(THINGS TO DO):
A. In the remembrance of Jack, the paragraph that begins "Sometimes he talked about music" names the subjects he talked about or brought up. List every one.
B. Retype the remembrance of Jack from "Sometimes he talked about" up to and including "his California youth.".

(SELECTED EXTRACT):
He said it clinically, not judgmentally: This is the way you are. Isn’t that interesting? Everything was interesting to Jack.

He was always trying to help me improve in my talks or books. He was the sympathetic observer in the audience who could tell me what I said that was unclear, or how I might better express an idea for clinicians. Once, after I had sent him a mood disorders handbook I wrote, carefully hand-dedicated to him, he sent it back with pages and pages of marginal corrections of typography and nuances of content. He always tried to make me better. I think he did this with everyone.

I could say more: about how he ran into me in the airport listening to music, and asked who I was listening to, and didn’t recognize the Cure; about the sad jingle he wrote about New Year’s Day (you can find it on YouTube); about how kind he was to my small children; about how he and his wife Fran threw a gracious and bittersweet going-away party for my wife and I when we moved away from DC; about how he always asked about my personal life and about the constant solicitude he had for my personal happiness.

Sometimes he talked about music; sometimes he gave advice about child-rearing (don’t waste your time with housework, he said; pay someone else to do it, and spend your time with your children); sometimes he talked politics (usually Middle Eastern). He’d sometimes allude to Yiddish phrases or jokes (he highly recommended The Joys of Yiddish, which I bought), sometimes reminisced about his California youth.

Jack was a multidimensional man—and if success means getting what you want and being satisfied with it, then he was successful.

Jack wasn’t much of an email user; I have no paper trail of our friendship. He would call on my cellphone, usually with an astute clinical question. Then we’d arrange to talk later at night, usually for an hour or so. Jack was a talker; he lived life in words and with persons. He had trouble writing, and didn’t ever transition to the computer era. He was so humane that he needed human contact. There wasn’t enough of it, in retrospect, between us in his later years. I’m glad that I made it a few times to visit him in his Cleveland Park neighborhood, in his home, at the local bagel place. That’s the way I would like to remember him, in our closest, most personal, simplest interactions.

Jack’s mind outlived his body. He would have and could have kept going, doing what he did, working, helping others, happily enjoying his friends and family, learning more and more. But his body didn’t cooperate and give us the extra years we would have wanted. It is our loss, not just his.

(DATASET EXTRACT):
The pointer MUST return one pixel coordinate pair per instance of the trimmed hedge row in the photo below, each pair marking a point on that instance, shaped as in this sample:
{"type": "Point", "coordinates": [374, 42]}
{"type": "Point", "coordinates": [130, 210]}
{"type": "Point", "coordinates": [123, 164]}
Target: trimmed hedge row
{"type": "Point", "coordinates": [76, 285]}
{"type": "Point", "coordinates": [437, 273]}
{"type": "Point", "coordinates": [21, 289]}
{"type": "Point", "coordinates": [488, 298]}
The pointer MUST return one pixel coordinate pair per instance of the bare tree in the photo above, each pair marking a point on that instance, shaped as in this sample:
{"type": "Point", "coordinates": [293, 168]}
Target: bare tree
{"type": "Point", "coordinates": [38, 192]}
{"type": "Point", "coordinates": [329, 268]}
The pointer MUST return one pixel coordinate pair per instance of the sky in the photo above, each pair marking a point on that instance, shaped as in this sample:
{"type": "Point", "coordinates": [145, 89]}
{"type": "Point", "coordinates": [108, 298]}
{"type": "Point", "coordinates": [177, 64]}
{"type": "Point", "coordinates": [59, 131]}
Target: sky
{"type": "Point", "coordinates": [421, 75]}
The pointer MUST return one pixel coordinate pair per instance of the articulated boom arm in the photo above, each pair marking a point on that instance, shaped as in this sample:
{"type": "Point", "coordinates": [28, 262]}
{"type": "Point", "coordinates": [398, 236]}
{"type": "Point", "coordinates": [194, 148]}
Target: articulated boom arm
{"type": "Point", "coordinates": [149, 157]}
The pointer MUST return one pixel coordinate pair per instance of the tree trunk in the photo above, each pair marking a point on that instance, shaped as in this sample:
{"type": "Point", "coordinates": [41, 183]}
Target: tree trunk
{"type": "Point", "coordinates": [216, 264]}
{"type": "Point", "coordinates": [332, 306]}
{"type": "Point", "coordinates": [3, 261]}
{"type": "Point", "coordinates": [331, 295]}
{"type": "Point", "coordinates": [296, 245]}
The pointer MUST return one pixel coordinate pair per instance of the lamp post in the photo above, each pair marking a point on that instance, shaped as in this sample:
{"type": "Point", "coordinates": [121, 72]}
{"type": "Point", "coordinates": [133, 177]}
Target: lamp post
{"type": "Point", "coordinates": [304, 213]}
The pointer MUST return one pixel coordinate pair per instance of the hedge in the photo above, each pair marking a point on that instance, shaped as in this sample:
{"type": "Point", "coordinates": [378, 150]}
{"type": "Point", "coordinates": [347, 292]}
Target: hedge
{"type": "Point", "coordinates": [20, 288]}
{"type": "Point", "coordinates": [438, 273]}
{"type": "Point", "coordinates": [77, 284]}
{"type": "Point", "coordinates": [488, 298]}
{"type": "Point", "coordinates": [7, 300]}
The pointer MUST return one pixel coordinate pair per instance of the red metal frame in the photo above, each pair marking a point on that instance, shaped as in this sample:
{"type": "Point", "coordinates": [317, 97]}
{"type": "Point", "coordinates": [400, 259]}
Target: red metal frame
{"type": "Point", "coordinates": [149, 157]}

(RESULTS FOR THE EXERCISE):
A.
- Music
- Child-rearing (advice on it)
- Politics (usually Middle Eastern)
- Yiddish phrases or jokes
- His California youth

B.
Sometimes he talked about music; sometimes he gave advice about child-rearing (don’t waste your time with housework, he said; pay someone else to do it, and spend your time with your children); sometimes he talked politics (usually Middle Eastern). He’d sometimes allude to Yiddish phrases or jokes (he highly recommended The Joys of Yiddish, which I bought), sometimes reminisced about his California youth.